__EXTRAIT__
* * * * *
Un personnage est capable de mettre en place de tels mécanismes. Ce sont des processus simples ou sophistiqués que notre esprit traverse pour se protéger des détresses morales ou de sentiments qui nous rendent mal à l’aise.
Il existe des réponses simples tel que fuir devant un danger. Néanmoins les mécanismes de défense que nous envisageons dans cet article sont moins extérieurs.
Ils sont moins manifestes.

La projection

La projection désigne une opération mentale et inconsciente qui consiste à projeter sur autrui ses propres sentiments.
Cette projection a lieu lorsque nous nous sentons inconfortable de posséder de tels sentiments.

Globalement, une projection consiste à attribuer à autrui une pulsion inconsciente et pénible. Et puisqu’il s’agit d’une défense, cette projection est habituellement négative. Le processus consiste à défendre le moi individuel en lui faisant croire que le désir ou la motivation négatifs ne lui appartiennent pas en propre.
* * * * *
__DONNÉES DE L'EXERCICE__
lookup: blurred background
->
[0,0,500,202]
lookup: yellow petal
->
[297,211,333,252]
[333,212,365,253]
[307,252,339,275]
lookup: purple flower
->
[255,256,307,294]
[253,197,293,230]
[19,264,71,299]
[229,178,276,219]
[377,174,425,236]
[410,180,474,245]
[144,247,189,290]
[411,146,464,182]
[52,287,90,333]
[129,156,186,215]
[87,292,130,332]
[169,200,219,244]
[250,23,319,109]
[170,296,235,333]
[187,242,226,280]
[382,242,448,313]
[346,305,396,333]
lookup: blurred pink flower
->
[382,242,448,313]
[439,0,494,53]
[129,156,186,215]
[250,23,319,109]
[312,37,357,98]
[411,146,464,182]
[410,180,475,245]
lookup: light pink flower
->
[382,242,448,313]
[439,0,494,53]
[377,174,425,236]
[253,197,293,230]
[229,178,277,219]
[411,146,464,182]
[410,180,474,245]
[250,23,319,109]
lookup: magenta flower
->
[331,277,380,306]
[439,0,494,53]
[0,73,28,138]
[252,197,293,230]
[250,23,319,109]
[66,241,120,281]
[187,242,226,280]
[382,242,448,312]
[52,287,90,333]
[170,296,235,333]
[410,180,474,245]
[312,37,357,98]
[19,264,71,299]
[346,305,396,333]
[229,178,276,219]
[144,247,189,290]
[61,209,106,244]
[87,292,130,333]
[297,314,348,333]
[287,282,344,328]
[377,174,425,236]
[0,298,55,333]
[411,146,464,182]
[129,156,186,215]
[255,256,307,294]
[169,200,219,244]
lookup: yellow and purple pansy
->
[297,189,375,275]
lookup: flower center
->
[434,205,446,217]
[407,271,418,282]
* * * * *
__TRAVAIL DEMANDÉ__
(a) Relevez, dans l'ordre où ils figurent, tous les verbes à l'infinitif que contient l'extrait.
(b) Citez fidèlement le passage de la liste qui va de la ligne contenant « lookup: light pink flower » jusqu'à la fin de la liste, ces deux bornes incluses.
L'extrait et la liste constituent deux matériaux distincts, sans lien entre eux.

__LISTE DES RÉPONSES__
(a) mettre (en place), se protéger, fuir, projeter, posséder, attribuer, défendre, croire

(b)
lookup: light pink flower
->
[382,242,448,313]
[439,0,494,53]
[377,174,425,236]
[253,197,293,230]
[229,178,277,219]
[411,146,464,182]
[410,180,474,245]
[250,23,319,109]
lookup: magenta flower
->
[331,277,380,306]
[439,0,494,53]
[0,73,28,138]
[252,197,293,230]
[250,23,319,109]
[66,241,120,281]
[187,242,226,280]
[382,242,448,312]
[52,287,90,333]
[170,296,235,333]
[410,180,474,245]
[312,37,357,98]
[19,264,71,299]
[346,305,396,333]
[229,178,276,219]
[144,247,189,290]
[61,209,106,244]
[87,292,130,333]
[297,314,348,333]
[287,282,344,328]
[377,174,425,236]
[0,298,55,333]
[411,146,464,182]
[129,156,186,215]
[255,256,307,294]
[169,200,219,244]
lookup: yellow and purple pansy
->
[297,189,375,275]
lookup: flower center
->
[434,205,446,217]
[407,271,418,282]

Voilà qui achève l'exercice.